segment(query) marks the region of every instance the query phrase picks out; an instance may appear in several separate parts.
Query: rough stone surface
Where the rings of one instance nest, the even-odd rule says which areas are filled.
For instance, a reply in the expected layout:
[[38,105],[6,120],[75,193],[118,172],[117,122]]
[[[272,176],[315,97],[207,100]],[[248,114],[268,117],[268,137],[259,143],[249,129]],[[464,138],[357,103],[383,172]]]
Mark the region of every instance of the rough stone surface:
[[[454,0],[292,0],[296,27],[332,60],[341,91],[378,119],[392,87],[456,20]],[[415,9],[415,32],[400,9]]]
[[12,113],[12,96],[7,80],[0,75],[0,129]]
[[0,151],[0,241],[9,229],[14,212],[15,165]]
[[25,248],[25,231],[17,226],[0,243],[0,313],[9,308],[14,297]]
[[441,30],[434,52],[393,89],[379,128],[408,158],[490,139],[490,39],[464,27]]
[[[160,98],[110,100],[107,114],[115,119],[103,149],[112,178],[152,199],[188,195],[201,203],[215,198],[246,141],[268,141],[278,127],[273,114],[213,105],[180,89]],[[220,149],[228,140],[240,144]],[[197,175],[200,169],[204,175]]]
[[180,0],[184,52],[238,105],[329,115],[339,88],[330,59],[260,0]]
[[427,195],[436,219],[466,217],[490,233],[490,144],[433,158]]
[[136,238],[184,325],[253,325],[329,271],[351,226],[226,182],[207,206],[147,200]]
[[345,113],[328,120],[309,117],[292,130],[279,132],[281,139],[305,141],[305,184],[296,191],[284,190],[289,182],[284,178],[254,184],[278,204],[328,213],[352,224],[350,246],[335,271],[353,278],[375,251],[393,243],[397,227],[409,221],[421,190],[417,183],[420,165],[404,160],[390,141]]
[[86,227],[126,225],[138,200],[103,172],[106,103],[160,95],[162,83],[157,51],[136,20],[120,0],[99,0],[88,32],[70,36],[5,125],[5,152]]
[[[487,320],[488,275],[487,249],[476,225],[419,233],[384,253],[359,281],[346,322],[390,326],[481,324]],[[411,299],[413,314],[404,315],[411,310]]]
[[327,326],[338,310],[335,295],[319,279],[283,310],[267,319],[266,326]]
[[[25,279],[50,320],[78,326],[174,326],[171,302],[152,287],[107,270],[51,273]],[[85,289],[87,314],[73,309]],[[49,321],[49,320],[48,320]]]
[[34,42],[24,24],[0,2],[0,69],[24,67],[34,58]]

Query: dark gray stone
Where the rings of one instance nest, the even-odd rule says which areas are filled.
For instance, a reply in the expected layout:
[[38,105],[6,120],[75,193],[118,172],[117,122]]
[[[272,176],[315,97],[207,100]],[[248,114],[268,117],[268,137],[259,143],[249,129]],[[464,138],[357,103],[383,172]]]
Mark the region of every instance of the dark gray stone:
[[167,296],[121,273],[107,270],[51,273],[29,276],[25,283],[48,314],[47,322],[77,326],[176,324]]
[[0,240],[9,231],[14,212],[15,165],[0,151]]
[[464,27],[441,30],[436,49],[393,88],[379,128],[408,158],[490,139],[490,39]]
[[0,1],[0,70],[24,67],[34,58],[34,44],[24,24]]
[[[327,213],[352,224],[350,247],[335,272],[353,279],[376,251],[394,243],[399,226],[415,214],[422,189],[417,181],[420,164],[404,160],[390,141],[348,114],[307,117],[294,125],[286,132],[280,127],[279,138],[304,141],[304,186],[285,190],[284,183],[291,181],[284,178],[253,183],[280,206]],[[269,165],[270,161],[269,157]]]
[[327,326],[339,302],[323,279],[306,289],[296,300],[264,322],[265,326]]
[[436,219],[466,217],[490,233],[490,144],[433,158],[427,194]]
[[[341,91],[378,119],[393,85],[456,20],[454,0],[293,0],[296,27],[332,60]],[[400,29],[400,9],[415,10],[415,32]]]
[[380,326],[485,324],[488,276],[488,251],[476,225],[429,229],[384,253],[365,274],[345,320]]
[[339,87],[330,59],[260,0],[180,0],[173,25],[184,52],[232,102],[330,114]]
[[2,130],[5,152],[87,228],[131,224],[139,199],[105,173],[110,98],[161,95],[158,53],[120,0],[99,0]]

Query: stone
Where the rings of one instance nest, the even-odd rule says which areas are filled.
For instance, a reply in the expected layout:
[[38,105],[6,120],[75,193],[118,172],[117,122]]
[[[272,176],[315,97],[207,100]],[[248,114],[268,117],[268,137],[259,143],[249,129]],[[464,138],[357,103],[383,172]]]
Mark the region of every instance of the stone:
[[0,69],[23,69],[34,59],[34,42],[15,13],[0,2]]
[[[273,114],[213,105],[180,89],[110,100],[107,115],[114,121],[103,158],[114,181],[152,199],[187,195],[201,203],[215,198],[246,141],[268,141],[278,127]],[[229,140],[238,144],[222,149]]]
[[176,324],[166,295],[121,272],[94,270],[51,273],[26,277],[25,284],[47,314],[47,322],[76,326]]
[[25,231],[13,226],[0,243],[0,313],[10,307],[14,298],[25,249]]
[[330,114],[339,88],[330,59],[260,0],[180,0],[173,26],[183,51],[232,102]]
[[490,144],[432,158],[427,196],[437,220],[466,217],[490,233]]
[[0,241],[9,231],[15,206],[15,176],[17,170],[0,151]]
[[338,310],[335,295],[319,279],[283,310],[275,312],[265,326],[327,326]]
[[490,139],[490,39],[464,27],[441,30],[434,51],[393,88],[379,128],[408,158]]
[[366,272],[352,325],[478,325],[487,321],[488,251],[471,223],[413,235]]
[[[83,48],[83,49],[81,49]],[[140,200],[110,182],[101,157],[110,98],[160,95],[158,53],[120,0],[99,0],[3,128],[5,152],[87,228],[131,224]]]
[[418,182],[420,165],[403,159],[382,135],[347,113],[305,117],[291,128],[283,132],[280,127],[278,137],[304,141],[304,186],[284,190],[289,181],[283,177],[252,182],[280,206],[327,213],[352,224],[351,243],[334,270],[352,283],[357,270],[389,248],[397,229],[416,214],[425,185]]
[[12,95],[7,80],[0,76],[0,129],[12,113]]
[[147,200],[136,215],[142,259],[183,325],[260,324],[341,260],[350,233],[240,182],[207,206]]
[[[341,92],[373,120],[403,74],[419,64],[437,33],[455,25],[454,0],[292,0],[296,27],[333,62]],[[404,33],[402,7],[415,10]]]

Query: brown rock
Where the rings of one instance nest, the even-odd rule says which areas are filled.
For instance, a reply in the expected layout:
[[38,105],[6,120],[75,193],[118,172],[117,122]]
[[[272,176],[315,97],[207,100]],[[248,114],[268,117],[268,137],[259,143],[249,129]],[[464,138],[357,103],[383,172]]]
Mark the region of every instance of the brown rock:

■ ■ ■ ■

* **Required task**
Duplicate the lines from the very first one up to and including the line with "[[34,42],[24,24],[0,2],[0,69],[24,67],[34,58]]", keeping every character the same.

* **Solution below**
segment(query) marks the region of every instance the query phrase picks out; an instance may appear in several separate parts.
Query: rough stone surface
Where the rings of one instance nest, the even-odd rule says which areas are filled.
For instance, a reply in the expected layout:
[[38,105],[6,120],[75,193],[118,172],[117,122]]
[[[272,176],[315,97],[207,100]],[[248,114],[268,117],[268,137],[259,143],[249,129]],[[464,138],[357,103],[383,172]]]
Mark the region of every instance of the rough stone surface:
[[[454,0],[292,0],[296,27],[332,60],[341,91],[378,119],[392,87],[456,20]],[[415,9],[415,32],[400,9]]]
[[12,113],[12,96],[7,80],[0,75],[0,129]]
[[0,151],[0,241],[9,229],[14,212],[15,165]]
[[25,248],[25,231],[17,226],[0,243],[0,313],[9,308],[14,297]]
[[441,30],[434,52],[393,89],[379,128],[408,158],[490,139],[490,39],[464,27]]
[[[160,98],[110,100],[107,114],[115,119],[103,149],[112,178],[152,199],[188,195],[201,203],[215,198],[246,141],[268,141],[278,127],[273,114],[213,105],[180,89]],[[220,149],[228,140],[240,144]],[[197,175],[200,169],[204,175]]]
[[180,0],[184,52],[238,105],[329,115],[339,88],[330,59],[260,0]]
[[427,195],[436,219],[466,217],[490,233],[490,144],[433,158]]
[[136,238],[184,325],[253,325],[329,271],[351,226],[226,182],[207,206],[147,200]]
[[345,113],[328,120],[309,117],[292,130],[279,132],[281,139],[305,141],[305,184],[296,191],[284,190],[289,182],[284,178],[254,184],[278,204],[328,213],[352,224],[350,246],[335,271],[353,278],[375,251],[393,243],[397,227],[409,221],[421,190],[417,183],[420,165],[404,160],[390,141]]
[[86,227],[126,225],[138,200],[103,172],[106,103],[160,95],[162,83],[157,51],[136,20],[120,0],[99,0],[88,32],[70,36],[5,125],[5,152]]
[[[487,320],[488,275],[487,249],[476,225],[419,233],[384,253],[359,281],[346,322],[390,326],[481,324]],[[411,299],[413,314],[404,315],[411,310]]]
[[327,326],[338,310],[335,295],[319,279],[283,310],[267,319],[266,326]]
[[[25,279],[50,320],[78,326],[174,326],[171,302],[152,287],[107,270],[51,273]],[[85,289],[87,314],[73,309]],[[49,321],[49,320],[48,320]]]
[[34,42],[24,24],[0,2],[0,69],[24,67],[34,58]]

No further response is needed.